• _EXERCISE DESCRIPTION_
The answer must restate every record word for word.

[Stored items from a collection]
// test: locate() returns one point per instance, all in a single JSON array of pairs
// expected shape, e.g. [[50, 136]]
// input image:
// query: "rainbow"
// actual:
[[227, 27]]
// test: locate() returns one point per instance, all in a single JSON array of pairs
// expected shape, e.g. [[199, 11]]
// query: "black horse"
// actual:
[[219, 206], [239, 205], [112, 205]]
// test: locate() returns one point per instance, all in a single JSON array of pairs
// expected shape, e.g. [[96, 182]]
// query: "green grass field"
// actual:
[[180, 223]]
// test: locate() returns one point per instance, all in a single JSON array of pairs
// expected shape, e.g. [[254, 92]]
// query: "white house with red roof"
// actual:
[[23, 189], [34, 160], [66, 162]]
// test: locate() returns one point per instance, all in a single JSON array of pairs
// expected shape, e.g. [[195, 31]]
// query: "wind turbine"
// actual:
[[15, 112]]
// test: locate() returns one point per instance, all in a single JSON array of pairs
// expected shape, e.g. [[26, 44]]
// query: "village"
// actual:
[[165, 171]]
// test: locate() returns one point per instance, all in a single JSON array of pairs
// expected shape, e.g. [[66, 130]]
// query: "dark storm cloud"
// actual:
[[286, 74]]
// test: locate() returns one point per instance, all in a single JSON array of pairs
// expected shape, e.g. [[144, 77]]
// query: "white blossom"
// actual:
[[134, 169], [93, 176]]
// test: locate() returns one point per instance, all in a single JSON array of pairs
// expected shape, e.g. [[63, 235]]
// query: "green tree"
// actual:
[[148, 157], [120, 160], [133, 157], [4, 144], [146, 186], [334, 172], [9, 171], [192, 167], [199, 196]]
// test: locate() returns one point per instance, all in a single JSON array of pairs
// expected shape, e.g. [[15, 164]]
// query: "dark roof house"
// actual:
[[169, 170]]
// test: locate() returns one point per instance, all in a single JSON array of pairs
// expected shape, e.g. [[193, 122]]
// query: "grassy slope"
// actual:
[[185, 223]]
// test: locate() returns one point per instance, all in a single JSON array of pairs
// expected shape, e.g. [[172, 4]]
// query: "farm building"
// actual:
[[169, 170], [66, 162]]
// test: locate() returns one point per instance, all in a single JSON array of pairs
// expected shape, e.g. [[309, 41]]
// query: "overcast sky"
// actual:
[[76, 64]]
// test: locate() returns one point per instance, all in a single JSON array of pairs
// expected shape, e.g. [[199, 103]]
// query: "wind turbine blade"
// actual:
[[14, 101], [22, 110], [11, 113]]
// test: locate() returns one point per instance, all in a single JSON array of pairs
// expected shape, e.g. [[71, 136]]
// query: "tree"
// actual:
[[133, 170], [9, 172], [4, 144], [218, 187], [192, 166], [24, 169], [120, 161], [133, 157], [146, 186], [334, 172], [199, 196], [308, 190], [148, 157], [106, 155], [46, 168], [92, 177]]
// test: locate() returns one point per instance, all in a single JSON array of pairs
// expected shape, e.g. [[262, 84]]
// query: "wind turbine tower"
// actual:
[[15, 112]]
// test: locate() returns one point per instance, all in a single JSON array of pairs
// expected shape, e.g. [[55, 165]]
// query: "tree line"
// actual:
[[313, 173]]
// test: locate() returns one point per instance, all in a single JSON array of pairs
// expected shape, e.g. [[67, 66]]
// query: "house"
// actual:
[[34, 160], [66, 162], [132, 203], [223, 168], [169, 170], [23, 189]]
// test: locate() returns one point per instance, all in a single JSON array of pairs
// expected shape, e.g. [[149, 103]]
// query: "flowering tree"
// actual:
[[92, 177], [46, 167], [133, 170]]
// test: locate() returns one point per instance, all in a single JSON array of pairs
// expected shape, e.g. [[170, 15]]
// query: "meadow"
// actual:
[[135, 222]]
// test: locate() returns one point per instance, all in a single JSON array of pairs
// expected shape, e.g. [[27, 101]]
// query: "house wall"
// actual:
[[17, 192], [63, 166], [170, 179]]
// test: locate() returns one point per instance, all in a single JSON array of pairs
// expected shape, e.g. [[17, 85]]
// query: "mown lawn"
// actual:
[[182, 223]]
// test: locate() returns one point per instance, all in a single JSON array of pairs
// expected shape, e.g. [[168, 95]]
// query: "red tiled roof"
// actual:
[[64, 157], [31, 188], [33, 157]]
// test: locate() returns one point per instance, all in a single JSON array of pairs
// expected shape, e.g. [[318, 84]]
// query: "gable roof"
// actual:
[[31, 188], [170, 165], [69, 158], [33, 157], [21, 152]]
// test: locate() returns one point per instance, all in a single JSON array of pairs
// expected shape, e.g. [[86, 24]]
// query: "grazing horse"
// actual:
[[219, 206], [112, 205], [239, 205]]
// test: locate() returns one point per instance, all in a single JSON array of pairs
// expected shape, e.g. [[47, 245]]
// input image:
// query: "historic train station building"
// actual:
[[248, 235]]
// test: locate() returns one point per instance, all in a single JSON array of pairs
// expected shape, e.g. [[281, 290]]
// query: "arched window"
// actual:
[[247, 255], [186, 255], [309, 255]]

• _EXERCISE ANSWER_
// test: locate() returns one point per instance, all in a single JSON array of pairs
// expected shape, e.g. [[50, 136]]
// input image:
// query: "rainbow"
// actual:
[[227, 27]]
// test: locate() returns one point per instance, all in a single JSON array of pairs
// expected shape, e.g. [[199, 11]]
// query: "black horse"
// actual:
[[219, 206], [239, 205], [112, 205]]
// test: locate() returns one point per instance, all in a single JSON array of pairs
// expected shape, e.g. [[96, 182]]
// query: "green grass field"
// actual:
[[180, 223]]
// test: locate() returns one point per instance, all in a single JSON array of pairs
// expected shape, e.g. [[254, 92]]
// query: "white house with red roof"
// actual:
[[23, 189], [34, 160], [66, 162]]
// test: locate() returns one point per instance, all in a single JSON array of pairs
// expected shape, e.g. [[195, 31]]
// query: "wind turbine"
// actual:
[[15, 112]]
// test: locate() returns one point per instance, all in a single JSON array of pairs
// expected shape, e.g. [[26, 44]]
// query: "village"
// actual:
[[165, 171]]
// test: locate() returns one point per instance, all in a single JSON array of pairs
// expected shape, e.g. [[66, 130]]
// query: "dark storm cloud"
// actual:
[[286, 74]]
// test: locate() returns one point per instance, all in a single JSON array of pairs
// expected shape, e.g. [[144, 77]]
// query: "white blossom"
// actual:
[[134, 169], [93, 176]]
// test: locate() returns one point per instance, all in a single JSON array of pairs
// expected shape, e.g. [[63, 235]]
// query: "green tree"
// actual:
[[148, 157], [120, 160], [133, 157], [4, 144], [146, 186], [334, 172], [9, 171], [192, 167], [199, 196]]
// test: locate() returns one point per instance, all in a single JSON array of pairs
// expected shape, e.g. [[15, 164]]
// query: "dark roof house"
// actual:
[[169, 170]]
// test: locate() returns one point per instance, all in a single JSON array of pairs
// expected shape, e.g. [[193, 122]]
// query: "grassy slope"
// actual:
[[185, 223]]
// test: locate() returns one point per instance, all in a single JSON array of pairs
// expected shape, e.g. [[172, 4]]
// query: "farm building"
// actual:
[[169, 170], [66, 162]]
// test: locate() returns one point per instance, all in a single JSON array of pairs
// expected shape, e.g. [[309, 41]]
// query: "overcast sky"
// actual:
[[76, 64]]
// test: locate() returns one point per instance, all in a single JSON array of pairs
// expected shape, e.g. [[199, 103]]
// query: "wind turbine blade"
// actual:
[[14, 101], [22, 110], [11, 113]]
// test: locate() returns one point per instance, all in a single JSON array of pairs
// expected shape, e.g. [[71, 136]]
// query: "tree"
// actual:
[[133, 170], [9, 172], [4, 144], [218, 187], [192, 166], [24, 169], [120, 161], [133, 157], [146, 186], [334, 172], [199, 196], [308, 190], [148, 157], [106, 155], [46, 168], [92, 177]]
// test: locate() returns one point per instance, all in a single JSON array of pairs
// expected shape, e.g. [[262, 84]]
// query: "wind turbine tower"
// actual:
[[15, 112]]
// test: locate() returns one point per instance, all in a single JSON array of pairs
// expected shape, e.g. [[55, 165]]
// query: "tree line"
// actual:
[[313, 173]]
// test: locate() returns one point per instance, all in a single JSON array of pairs
// expected shape, e.g. [[67, 66]]
// query: "house"
// actual:
[[34, 160], [66, 162], [132, 203], [223, 168], [169, 170], [23, 189]]
// test: locate() returns one point per instance, all in a single JSON array of pairs
// expected shape, e.g. [[149, 103]]
// query: "flowering tree"
// actual:
[[92, 177], [46, 167], [133, 170]]
// test: locate() returns one point per instance, all in a single JSON array of pairs
// expected shape, e.g. [[170, 15]]
// query: "meadow"
// actual:
[[135, 222]]
// test: locate() returns one point per instance, all in a single JSON array of pairs
// expected shape, e.g. [[27, 101]]
// query: "house wall"
// actual:
[[17, 192], [63, 166], [170, 179]]
// test: locate() returns one point per instance, all in a single JSON array of pairs
// expected shape, e.g. [[17, 85]]
// query: "mown lawn"
// actual:
[[182, 223]]
// test: locate() returns one point per instance, all in a single JSON array of pairs
// expected shape, e.g. [[168, 95]]
// query: "red tiled roof"
// actual:
[[64, 157], [31, 188], [33, 157]]
// test: locate() returns one point per instance, all in a single JSON array of pairs
// expected shape, e.g. [[318, 84]]
// query: "gable roof"
// actual:
[[31, 188], [170, 165], [69, 158], [33, 157], [21, 152]]
// test: locate() returns one point per instance, all in a single JSON array of pairs
// expected shape, e.g. [[86, 24]]
// query: "grazing horse"
// actual:
[[219, 206], [112, 205], [239, 205]]
// test: locate() returns one point per instance, all in a single JSON array of pairs
// expected shape, e.g. [[47, 245]]
// input image:
// query: "historic train station building"
// actual:
[[248, 235]]
// test: locate() returns one point per instance, all in a single JSON array of pairs
// expected shape, e.g. [[281, 290]]
// query: "arched window"
// actual:
[[247, 255], [186, 255], [309, 255]]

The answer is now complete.